— START Data for this exercise —

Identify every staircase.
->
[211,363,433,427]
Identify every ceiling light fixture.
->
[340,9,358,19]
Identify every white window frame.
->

— END Data for this exercise —

### Aim of the exercise
Turn the lines above into a numbered list, leaving out any blank lines.

### Solution below
1. Identify every staircase.
2. ->
3. [211,363,433,427]
4. Identify every ceiling light fixture.
5. ->
6. [340,9,358,19]
7. Identify every white window frame.
8. ->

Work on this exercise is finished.